__Gunakan informasi berikut__
(a) Jawablah pertanyaan berikut berdasarkan teks tentang upacara Ngaben.
(i) Dalam Panca Yadnya, upacara Ngaben termasuk ke dalam yadnya apa?
(ii) Ke alam mana Atma diharapkan dapat pergi dengan selamat melalui upacara ngaben?
(iii) Apa jabatan Ketut Lihadnyana menurut teks?
(b) Salin dengan persis bagian teks tentang upacara Ngaben dari "Sejatinya biaya upakara" sampai "wartawan, Kamis (3/7/2014).".

__Teks dokumen__
————
Foto ilustrasi Sumber Internet
Latar Belakang
Manusia Hindu menempatkan siklus lahir hidup dan mati sebagai sebuah prosesi ritual yang bermakna dalam kehidupannya. Kematian bagi umat Hindu adalah awal sebuah perjalanan panjang yang tidak bertepi untuk menikmati karma. Kematian atau meninggalnya seseorang berarti putusnya hubungan dengan dunia nyata atau duniawi yang kemudian akan kembali ke alam baka atau ke akhirat dengan membawa karmanya masing – masing.
Jadi kematian adalah suatu keharusan dari hidup manusia yang kemudian masing-masing bangsa, agama, suku mempunyai cara-cara tersendiri untuk memberikan penghormatan terakhirnya sebagai manusia yang memiliki peradaban budaya.
Khususnya di Bali, umat yang menganut Agama Hindu menganut kepercayaan adanya upacara pembakaran jenazah atau kremasi yang sering disebut dengan Ngaben. Di dalam Panca Yadnya, upacara ini termasuk dalam Pitra Yadnya, yaitu upacara yang ditujukan untuk roh lelulur. Tujuan upacara ngaben adalah agar ragha sarira (badan / Tubuh) cepat dapat kembali ke asalnya, yaitu Panca Maha Bhuta di alam ini dan Atma selamat dapat pergi ke alam pitra.
Namun proses kematian ini menjadi rumit, ketika dibangun oleh budaya dengan tingkat rigiditas yang tinggi (kaku). Umat Hindu sering terjebak 'proses megah' prosesi ritual yang menelan biaya tinggi dengan mengabaikan kemampuan yang melakukan upacara.
Sejatinya biaya upakara untuk prosesi ngaben di Bali tidak mahal berdasarkan sastra. Biaya tinggi karena menjelimetnya adat yang sering tak bersahabat yang membuat biaya upacara itu membengkak, seperti kadang-kadang karena gengsi, jadi upacaranya harus besar secara kwantitas, sehingga penggunaan banten juga di “besar-besar”. Ada pendapat yang mengatakan, terlalu banyak upacara adat menyebabkan kemiskinan di Bali (judul Berita SINDONEWS.COM). “Kami akui budaya Bali sangat berat, kebutuhan untuk memenuhi upacara adat cukup banyak faktor itu juga menjadi salah satu penyebab kemiskinan. Sekarang ini bagaimana caranya upacara mereka sekedarnya saja tidak jor-joran,” ujar Kepala Badan Pemberdayaan Masyarakat dan Pemerintahan Desa Ketut Lihadnyana, kepada wartawan, Kamis (3/7/2014).
————
__Data tersimpan__
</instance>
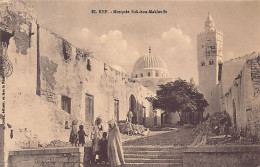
————
__Jawaban tiap tugas__
(a)
(i) Pitra Yadnya.
(ii) Alam pitra.
(iii) Kepala Badan Pemberdayaan Masyarakat dan Pemerintahan Desa.

(b)
Sejatinya biaya upakara untuk prosesi ngaben di Bali tidak mahal berdasarkan sastra. Biaya tinggi karena menjelimetnya adat yang sering tak bersahabat yang membuat biaya upacara itu membengkak, seperti kadang-kadang karena gengsi, jadi upacaranya harus besar secara kwantitas, sehingga penggunaan banten juga di “besar-besar”. Ada pendapat yang mengatakan, terlalu banyak upacara adat menyebabkan kemiskinan di Bali (judul Berita SINDONEWS.COM). “Kami akui budaya Bali sangat berat, kebutuhan untuk memenuhi upacara adat cukup banyak faktor itu juga menjadi salah satu penyebab kemiskinan. Sekarang ini bagaimana caranya upacara mereka sekedarnya saja tidak jor-joran,” ujar Kepala Badan Pemberdayaan Masyarakat dan Pemerintahan Desa Ketut Lihadnyana, kepada wartawan, Kamis (3/7/2014).